[Problem] Pick out every line in the listing below that contains the string "wheel", and copy each one. Case counts.

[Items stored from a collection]
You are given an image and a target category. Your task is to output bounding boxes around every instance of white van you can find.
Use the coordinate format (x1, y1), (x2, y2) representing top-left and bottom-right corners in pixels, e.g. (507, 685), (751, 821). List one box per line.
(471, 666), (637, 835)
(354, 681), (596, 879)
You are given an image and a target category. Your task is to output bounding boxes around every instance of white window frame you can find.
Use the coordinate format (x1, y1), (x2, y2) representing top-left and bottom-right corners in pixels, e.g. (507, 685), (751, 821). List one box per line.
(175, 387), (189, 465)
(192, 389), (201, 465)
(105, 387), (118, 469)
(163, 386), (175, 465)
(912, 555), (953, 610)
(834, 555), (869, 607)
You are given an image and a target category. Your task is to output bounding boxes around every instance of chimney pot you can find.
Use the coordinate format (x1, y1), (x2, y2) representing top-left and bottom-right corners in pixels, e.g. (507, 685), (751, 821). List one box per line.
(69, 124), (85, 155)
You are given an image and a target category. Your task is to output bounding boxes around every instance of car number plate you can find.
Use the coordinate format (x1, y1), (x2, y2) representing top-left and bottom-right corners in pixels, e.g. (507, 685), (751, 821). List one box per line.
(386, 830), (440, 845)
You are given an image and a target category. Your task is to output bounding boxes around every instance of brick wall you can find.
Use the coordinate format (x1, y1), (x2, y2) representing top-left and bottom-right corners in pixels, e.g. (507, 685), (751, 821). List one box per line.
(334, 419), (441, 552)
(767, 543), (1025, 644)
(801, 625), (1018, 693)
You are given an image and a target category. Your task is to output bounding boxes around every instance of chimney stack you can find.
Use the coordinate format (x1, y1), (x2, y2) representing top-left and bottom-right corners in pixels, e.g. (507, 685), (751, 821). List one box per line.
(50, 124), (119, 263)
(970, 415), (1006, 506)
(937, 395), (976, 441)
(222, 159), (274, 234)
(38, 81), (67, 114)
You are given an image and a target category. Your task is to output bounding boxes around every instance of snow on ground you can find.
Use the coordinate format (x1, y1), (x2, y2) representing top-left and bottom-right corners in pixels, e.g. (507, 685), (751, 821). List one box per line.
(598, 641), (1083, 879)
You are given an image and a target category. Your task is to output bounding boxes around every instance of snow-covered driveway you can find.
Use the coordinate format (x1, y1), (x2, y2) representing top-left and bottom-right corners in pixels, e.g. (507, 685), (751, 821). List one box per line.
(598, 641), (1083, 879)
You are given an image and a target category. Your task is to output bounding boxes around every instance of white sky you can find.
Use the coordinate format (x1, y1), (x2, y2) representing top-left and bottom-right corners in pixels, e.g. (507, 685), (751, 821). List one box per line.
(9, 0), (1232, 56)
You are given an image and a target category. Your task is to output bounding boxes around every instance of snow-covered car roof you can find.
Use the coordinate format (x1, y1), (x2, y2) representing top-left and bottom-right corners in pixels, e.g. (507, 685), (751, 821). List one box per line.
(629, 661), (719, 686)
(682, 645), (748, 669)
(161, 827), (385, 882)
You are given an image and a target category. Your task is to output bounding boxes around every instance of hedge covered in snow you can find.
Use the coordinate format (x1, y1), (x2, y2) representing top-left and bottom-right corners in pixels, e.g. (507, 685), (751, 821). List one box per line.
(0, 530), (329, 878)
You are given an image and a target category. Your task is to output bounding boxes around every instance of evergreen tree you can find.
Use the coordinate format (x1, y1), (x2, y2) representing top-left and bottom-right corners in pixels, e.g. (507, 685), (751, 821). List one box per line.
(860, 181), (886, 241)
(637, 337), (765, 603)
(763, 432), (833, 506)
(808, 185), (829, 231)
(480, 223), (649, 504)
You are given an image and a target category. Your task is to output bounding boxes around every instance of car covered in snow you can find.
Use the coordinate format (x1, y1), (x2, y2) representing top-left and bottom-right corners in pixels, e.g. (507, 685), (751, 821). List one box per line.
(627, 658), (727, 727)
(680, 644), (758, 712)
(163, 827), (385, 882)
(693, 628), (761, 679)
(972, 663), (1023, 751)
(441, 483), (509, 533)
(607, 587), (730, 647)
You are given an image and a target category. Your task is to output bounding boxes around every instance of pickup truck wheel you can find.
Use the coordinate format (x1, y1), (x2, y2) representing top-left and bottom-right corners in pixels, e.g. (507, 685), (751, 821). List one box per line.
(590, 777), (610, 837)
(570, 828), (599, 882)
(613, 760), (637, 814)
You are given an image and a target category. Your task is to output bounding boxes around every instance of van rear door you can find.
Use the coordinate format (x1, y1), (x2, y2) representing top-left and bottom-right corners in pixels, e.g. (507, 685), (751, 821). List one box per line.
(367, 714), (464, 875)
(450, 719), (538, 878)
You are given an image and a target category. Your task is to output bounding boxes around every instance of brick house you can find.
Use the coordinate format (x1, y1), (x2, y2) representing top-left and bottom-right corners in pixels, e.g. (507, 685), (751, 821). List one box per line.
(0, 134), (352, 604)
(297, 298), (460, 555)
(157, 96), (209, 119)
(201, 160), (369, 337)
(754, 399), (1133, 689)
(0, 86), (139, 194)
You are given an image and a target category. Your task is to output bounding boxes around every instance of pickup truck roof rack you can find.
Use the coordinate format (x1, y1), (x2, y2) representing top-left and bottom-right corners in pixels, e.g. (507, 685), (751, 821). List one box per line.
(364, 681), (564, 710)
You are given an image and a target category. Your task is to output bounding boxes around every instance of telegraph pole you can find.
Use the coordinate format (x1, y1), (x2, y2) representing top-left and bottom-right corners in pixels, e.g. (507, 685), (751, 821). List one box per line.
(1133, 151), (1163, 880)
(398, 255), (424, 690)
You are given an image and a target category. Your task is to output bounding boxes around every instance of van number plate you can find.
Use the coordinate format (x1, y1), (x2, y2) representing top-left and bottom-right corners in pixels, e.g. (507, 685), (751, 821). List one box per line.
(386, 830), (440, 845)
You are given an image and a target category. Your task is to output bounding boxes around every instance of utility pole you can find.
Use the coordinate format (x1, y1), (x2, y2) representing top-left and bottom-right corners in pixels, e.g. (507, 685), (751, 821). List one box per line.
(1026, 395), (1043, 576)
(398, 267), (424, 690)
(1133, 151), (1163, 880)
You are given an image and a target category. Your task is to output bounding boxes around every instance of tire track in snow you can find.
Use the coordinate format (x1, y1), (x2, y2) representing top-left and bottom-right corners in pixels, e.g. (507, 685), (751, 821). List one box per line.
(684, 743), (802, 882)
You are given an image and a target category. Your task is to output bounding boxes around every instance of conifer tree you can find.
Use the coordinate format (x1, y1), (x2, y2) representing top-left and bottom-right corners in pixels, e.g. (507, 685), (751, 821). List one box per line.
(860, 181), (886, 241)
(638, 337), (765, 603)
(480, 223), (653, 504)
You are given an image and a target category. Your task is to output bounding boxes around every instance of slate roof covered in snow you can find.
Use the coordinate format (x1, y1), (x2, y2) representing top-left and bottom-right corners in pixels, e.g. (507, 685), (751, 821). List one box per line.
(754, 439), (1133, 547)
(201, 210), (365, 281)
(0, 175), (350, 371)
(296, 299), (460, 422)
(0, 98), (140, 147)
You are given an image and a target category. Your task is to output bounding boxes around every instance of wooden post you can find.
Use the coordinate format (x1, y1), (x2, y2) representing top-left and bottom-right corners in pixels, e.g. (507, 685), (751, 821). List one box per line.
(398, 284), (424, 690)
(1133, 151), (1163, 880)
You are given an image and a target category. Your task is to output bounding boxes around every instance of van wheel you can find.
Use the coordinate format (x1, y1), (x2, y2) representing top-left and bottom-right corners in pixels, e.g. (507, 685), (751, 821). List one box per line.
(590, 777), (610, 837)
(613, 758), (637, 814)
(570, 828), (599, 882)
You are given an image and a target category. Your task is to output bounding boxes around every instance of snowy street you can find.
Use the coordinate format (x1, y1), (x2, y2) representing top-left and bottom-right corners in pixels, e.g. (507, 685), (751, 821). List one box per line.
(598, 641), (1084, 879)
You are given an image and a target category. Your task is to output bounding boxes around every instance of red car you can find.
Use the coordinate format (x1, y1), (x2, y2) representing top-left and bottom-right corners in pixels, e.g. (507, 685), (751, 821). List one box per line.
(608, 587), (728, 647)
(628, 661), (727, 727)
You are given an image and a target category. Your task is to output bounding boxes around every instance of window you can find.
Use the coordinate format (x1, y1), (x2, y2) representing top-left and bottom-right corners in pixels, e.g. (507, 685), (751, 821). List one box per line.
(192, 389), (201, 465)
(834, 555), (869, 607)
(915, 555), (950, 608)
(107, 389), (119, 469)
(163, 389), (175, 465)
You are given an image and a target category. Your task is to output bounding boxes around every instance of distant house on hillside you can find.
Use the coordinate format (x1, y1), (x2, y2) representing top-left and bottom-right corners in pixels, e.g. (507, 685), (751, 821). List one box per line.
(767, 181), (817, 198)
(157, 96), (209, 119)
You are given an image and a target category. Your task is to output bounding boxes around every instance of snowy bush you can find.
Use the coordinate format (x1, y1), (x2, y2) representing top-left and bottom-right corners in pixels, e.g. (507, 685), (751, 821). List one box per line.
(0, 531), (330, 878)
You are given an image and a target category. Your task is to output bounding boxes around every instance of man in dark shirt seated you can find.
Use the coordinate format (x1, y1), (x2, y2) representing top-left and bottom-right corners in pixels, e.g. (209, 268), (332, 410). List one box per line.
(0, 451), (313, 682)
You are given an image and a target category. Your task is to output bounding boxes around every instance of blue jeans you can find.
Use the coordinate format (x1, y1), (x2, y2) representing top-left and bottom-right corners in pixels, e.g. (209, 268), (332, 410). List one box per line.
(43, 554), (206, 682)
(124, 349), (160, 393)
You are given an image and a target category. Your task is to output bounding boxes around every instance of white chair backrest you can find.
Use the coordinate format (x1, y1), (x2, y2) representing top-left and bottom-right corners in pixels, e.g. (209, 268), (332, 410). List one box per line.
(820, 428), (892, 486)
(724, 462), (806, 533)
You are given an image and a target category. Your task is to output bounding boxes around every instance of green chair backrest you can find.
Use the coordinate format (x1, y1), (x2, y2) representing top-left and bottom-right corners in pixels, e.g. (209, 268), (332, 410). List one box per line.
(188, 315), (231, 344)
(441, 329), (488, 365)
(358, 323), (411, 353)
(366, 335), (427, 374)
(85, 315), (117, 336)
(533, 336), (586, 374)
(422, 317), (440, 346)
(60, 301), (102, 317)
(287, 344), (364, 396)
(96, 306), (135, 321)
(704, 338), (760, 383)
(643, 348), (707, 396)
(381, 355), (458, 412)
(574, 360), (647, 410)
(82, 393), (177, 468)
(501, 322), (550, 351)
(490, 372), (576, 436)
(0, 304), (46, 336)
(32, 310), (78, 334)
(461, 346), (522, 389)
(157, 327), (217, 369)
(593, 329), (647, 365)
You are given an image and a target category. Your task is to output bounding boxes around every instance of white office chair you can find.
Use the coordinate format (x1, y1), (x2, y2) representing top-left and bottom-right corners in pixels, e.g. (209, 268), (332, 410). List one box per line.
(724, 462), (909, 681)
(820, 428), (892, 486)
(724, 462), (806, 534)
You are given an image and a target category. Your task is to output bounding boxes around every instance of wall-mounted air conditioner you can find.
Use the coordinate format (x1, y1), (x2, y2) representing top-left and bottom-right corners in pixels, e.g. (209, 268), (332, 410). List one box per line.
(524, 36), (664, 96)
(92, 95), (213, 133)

[Response to this task]
You are given an image and a target category. Your task is to output bounding boxes around every instance of pickup truck wheel you can find.
You are given an image and a target category. Your task is to output bounding boxes around every instance of van wheel you can find.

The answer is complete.